Passage:
Ok, but I did get duplicate revisions. It imported Framework/trunk up to rev 1100 in the first step and then again imported Framework/trunk from its inception to the end. Looking at SHAMAP shows why: the revisions were registered in a different way here in the second step. Instead of the “SVN_REPO_GUID@SVNREV” format, it stored something like “SVN_REPO_GUID/Framework/trunk@SVNREV”. Why? I’m not sure, it may have something to do with treating the trunk and branch folders as roots. It’s probably an attempt to prevent the problem mentioned above, when a revision needs to be imported multiple times. But this is far from complete, because in that case the filemap also needs to have similar influence on the SHAMAP so that it reflects both filtering and renaming policies set by it. (Mission impossible, I know… That’s probably why the convert extension is badly documented – when you need to explain something like this you risk receiving questions like “so why didn’t you make it better to prevent this problem?”).

One solution for this could be the splice map: it’s a file wherein you can define which revision needs to be connected to which during import. I tried this without success (I suspect that I didn’t pick the right revisions – probably the two spliced revisions need to be identical) but found a hack that produced immediate results: I opened SHAMAP and did a quick find/replace of “SVN_REPO_GUID@” with “SVN_REPO_GUID/Framework/trunk@”. This converted the revision hashes into the format the second step used, so it understood them and connected them correctly.

Here’s the command used for conversion.

"c:\Program Files\TortoiseHg\hg.exe" convert d:\data\Subversion Framework -s svn
  --config convert.svn.trunk=Framework/trunk --config convert.svn.branches=Framework/branches 
  --config convert.svn.tags=Framework/tags --branchmap=fwkbranchmap.txt

The fwkbranchmap.txt file has one line (I’m not sure why it is needed anyway, I supposed that the convert extension understands that “trunk” in SVN is “default” in Mercurial):

trunk default

So this is one way to do it. I thought I would need to investigate the things further for the import of other repositories, but came up with a different strategy. So it’s left at this state, a bit unpolished but usable.

Part 2 – splitting import by trunk and branches

For the second repository, I had three projects of which two were partial branches of the third one which from now on is to be considered the trunk. So I thought I could import them one by one: the trunk has moved a bit through the repository, and the branches have stayed mostly in place. This is what it looks like:

trunk - up to revision 2000:

Crm/Crm1  
Crm/Crm2 
Crm/Fwk* which were imported in part 1 and need to be ignored now.

Information supplied:
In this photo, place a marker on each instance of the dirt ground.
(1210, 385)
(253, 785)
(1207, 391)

Aim of the task: Pick up the write-up on converting Subversion repositories to Mercurial where its last sentence ends, and keep going in the same first-person voice.

Answer for this exercise:
trunk - after revision 2000:

Crm/trunk/Crm1  
Crm/trunk/Crm2 
Crm/branches - which we will ignore to make things simpler, as they are obsolete anyway

branch for client1:

Client1/trunk/Crm1 
Client1/trunk/Crm2 
Client1/branches – ignored for simplicity

branch for client2:

Client2/trunk/Crm1 
Client2/trunk/Crm2 
Client2/branches – ignored for simplicity

What do we do now? Split the repository vertically – import the trunk folders into default branch in step 1. Then import the first client in step 2 using branchmap to move the default branch into a new “client1” branch and repeat for client2 branch. We won’t use the convert.svn.branches parameter but import each branch explicitly. This we can do even with a straight Mercurial-to-Mercurial conversion, which I tried to do: I imported the full SVN repo into a Mercurial repo and then did the next conversion from it. I thought it would be faster: it wasn’t. Also, the difference in speed between importing from an SVN repository folder and importing from a local SVN server is not significant.

In a case like this, you need to exert full control over import. Treat the convert extension like it doesn’t know much and tell it all the details about the conversion. From what I’ve seen, its logic is somewhat counter-intuitive: it would make sense for it to reconstruct the revision history by following each file through its revisions, whether through branching or moving around in the repository. In that case it could reconstruct a file’s history from its creation till today, and all you would need is to tell it where the file is today. But it doesn’t do it like that: instead, you give it a bunch of include/exclude filters to tell it which files to retrieve, and these filters are applied at any point in history. If you made an accidental move of a folder at some point in the past, make sure you include that path also or your revision history will stop at that point.

We will possibly be importing each revision multiple times (in case multiple branches were committed to SVN in a single commit - which is improbable but possible), but each time with a different include/exclude filter in the filemap – for this, we have to make sure the filters don’t overlap unless necessary. Here we come to a new problem: it seems that the conversion extension doesn’t want to do repeated conversions of old history. It seems to remember what was the last revision imported and only imports newer ones. When convert.svn.branches or convert.svn.trunk is used, it views the revisions differently (relative to a different root) and doesn’t mind importing them again. But we won’t use those here, at least in this case, and it wouldn’t have made much difference anyway – I think it would just help with this particular problem and nothing else.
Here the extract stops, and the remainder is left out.